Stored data
= = =

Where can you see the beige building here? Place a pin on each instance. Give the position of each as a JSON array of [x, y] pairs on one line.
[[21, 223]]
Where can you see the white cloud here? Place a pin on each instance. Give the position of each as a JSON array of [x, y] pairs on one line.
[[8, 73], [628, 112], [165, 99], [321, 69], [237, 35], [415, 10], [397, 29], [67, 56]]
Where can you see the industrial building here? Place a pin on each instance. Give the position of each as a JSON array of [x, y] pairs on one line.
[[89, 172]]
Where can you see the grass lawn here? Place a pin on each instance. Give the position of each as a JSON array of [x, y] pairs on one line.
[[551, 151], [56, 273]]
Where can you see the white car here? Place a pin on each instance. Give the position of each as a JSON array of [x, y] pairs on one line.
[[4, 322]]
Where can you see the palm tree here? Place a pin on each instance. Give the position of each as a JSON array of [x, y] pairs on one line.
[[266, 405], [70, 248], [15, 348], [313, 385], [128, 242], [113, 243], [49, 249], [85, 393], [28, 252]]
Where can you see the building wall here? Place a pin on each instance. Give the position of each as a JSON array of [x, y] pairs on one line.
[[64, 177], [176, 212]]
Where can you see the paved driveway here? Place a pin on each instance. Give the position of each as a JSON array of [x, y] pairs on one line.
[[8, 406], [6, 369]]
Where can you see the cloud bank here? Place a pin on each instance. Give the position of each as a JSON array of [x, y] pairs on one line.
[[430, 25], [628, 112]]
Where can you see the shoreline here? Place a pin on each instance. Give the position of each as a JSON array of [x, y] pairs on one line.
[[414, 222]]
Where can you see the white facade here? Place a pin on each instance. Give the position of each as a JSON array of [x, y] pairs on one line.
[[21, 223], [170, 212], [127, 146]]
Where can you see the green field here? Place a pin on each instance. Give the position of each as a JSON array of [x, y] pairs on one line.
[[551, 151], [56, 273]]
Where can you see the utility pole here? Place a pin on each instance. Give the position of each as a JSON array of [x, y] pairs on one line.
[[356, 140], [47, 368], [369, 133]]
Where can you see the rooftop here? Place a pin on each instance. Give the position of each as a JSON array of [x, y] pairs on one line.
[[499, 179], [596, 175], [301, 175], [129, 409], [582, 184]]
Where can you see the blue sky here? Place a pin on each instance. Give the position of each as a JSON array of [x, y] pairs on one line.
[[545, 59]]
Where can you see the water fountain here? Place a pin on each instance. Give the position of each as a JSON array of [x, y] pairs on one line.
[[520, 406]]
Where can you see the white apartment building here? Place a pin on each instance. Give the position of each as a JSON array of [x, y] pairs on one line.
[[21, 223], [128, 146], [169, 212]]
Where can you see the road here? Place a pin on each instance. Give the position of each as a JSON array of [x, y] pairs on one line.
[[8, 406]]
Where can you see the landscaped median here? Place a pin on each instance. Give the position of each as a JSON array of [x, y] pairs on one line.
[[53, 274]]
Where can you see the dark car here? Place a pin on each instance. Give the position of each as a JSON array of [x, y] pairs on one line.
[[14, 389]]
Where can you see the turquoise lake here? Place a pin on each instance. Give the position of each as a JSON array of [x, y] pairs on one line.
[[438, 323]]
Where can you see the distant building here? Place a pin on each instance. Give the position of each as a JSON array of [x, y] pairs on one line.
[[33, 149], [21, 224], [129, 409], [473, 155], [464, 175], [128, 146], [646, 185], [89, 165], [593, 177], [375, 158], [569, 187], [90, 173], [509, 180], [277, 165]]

= = =

Can you rewrite every item above with "Place a pin" replaced by "Drop a marker" and everything else left unchanged?

Where can you see the beige building here? Drop a marker on each instance. Give the position of each as a JSON array of [x, y] pairs on one line.
[[21, 223]]
Where can you see the white cloud here? Drop a marker on each instance. Give the position of each as a JSON array of [x, y] pairs on one line.
[[8, 73], [628, 112], [165, 99], [321, 69], [237, 35], [415, 10], [397, 29], [67, 56]]
Where can you see the industrial building here? Drop a marker on each instance. Give the position of each as a JSON array of [x, y] pairs on one line.
[[89, 172]]
Where can you see the grass lawn here? Drop a marker on each instance. Give the position of each as a JSON array of [x, y] pairs on one line.
[[551, 151], [56, 273]]
Where can you see the white car here? Drop a marker on each instance. Give the position of each as a JSON array of [x, y] pairs on one line.
[[4, 322]]
Where can you see the palm tree here? Drop a marker on each instance. Give the position of each as a JSON array of [x, y] pairs on one line.
[[266, 405], [70, 248], [15, 348], [313, 385], [128, 242], [113, 243], [49, 249], [85, 393], [28, 252]]
Where can you see the building wall here? Drop a marker on each instance. Give the position of each as a JSON array of [x, y] pairs on one line.
[[64, 177], [176, 212]]
Where can you see the paved driveway here? Drop a marker on each instance. Give the position of each as a JSON array of [x, y] pairs on one line.
[[8, 406], [6, 369]]
Where can you see the cloud bank here? Drop a marker on each instance. Give the position of each as a JSON array of [x, y] pairs on one line.
[[430, 25], [628, 112]]
Where can you see the shoreline here? Drop a marker on each instance. Give the position of each as a JSON array of [x, y] pairs on one line.
[[414, 222]]
Where can you see the white facade here? Drop a marker on each instance. Give the position of each as a JSON array of [x, y] pairs on one line.
[[21, 223], [170, 212], [127, 146]]
Where can you see the green field here? Drop a marker on each instance. Give the position of each as a JSON array of [x, y] pairs on one line.
[[551, 151], [56, 273]]
Where can you see the utility pole here? Drop a marker on each instance. Give the position of each as a JSON array of [x, y] pairs on one line.
[[356, 140], [47, 368], [369, 133]]
Where can you see the rooftop here? Drop a marker on each instance. Give the position of each as a JSON array of [x, y] pairs on one line.
[[499, 179], [596, 175], [301, 175], [129, 409], [582, 184]]
Where can you see the blue sky here? Drop a marker on each instance. Give the position of each as a JSON array of [x, y] pairs on one line.
[[545, 59]]
Where can you see the water fountain here? Drop a marker on each instance. Give the position of each as a JSON array of [x, y] pairs on one line.
[[520, 406]]
Where can you see the white apartment building here? Drop a marker on each instance. Give the position of each as a JSON array of [x, y] pairs on one line.
[[21, 223], [128, 146], [169, 212]]
Where can you see the road here? Drop a marker on each instance. Give the position of each as a JSON array of [x, y] pairs on one line.
[[8, 406]]
Where can you see the landscaped median here? Drop a marker on each instance. Give the position of each as a JSON array of [x, y] pairs on one line.
[[53, 274]]
Where can you see the dark car here? Drop a marker on each instance. Give the position of each as a JSON array of [x, y] pairs on one line.
[[14, 389]]
Where can you see the turquoise lake here? Drop a marker on each instance. Give the position of each as a JSON array of [x, y] pairs on one line.
[[438, 323]]
Where can you see the distant building here? Drop a marker on each instance. Give the position of each as a JSON array of [x, y] pairs on one line.
[[33, 149], [21, 224], [129, 409], [473, 155], [464, 175], [128, 146], [646, 185], [89, 165], [593, 177], [375, 158], [569, 187], [90, 173], [509, 180], [277, 165]]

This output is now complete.